## [HOW TO COMPLETE THIS TASK]
Could you copy each line of the listing that holds "below"?

## [RECORDS SUPPLIED]
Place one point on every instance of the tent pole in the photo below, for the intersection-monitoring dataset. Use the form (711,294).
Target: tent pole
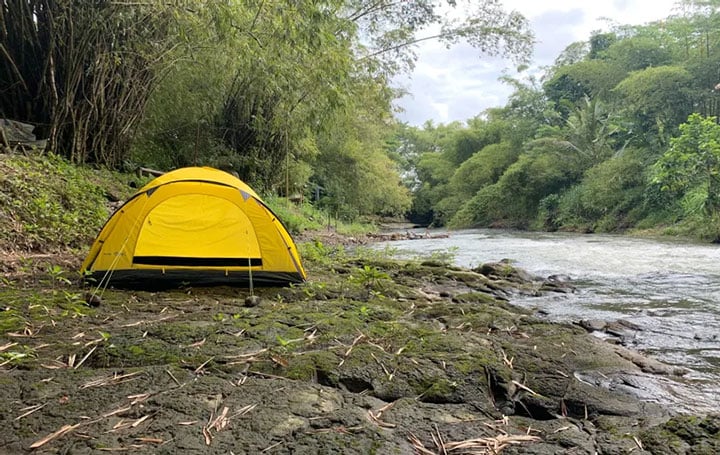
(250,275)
==
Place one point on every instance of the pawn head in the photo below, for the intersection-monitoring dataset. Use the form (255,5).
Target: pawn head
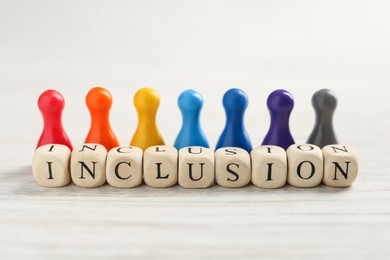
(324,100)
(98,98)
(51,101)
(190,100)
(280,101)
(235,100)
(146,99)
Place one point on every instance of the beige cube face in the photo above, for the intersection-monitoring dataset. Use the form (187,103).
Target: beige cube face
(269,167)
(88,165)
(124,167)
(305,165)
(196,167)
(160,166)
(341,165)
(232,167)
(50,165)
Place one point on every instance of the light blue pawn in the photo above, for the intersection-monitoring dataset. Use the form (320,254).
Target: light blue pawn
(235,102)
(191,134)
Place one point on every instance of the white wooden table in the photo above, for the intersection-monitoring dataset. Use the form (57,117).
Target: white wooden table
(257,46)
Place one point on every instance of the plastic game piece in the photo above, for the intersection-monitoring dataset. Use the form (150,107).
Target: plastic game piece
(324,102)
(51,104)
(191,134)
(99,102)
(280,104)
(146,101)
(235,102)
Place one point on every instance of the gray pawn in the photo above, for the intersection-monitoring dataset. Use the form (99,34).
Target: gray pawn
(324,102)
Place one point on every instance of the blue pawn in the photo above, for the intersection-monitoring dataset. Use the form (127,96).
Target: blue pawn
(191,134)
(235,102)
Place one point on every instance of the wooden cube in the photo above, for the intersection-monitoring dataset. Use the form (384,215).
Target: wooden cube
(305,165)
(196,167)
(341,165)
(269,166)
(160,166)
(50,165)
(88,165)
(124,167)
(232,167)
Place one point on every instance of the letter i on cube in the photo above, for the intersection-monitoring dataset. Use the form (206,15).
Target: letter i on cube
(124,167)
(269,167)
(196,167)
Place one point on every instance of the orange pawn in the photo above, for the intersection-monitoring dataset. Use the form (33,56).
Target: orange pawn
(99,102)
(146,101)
==
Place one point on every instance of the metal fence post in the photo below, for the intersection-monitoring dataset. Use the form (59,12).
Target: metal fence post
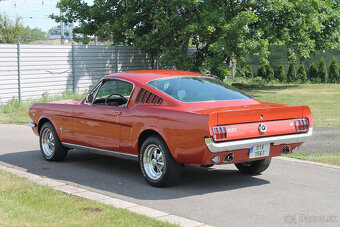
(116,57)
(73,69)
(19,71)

## [OUTPUT OF THE EXERCISE]
Place one point on every instance of the tent pole in the photo below, for the intersection-monitoring dataset. Use the form (711,294).
Place one point on every instance of the pawn head in the photo below, for the intersection-monitoring dataset. Use the form (255,5).
Place one point on every instance of the metal fence post in the photo below, for the intersection-monitoring dataset. Use the form (59,12).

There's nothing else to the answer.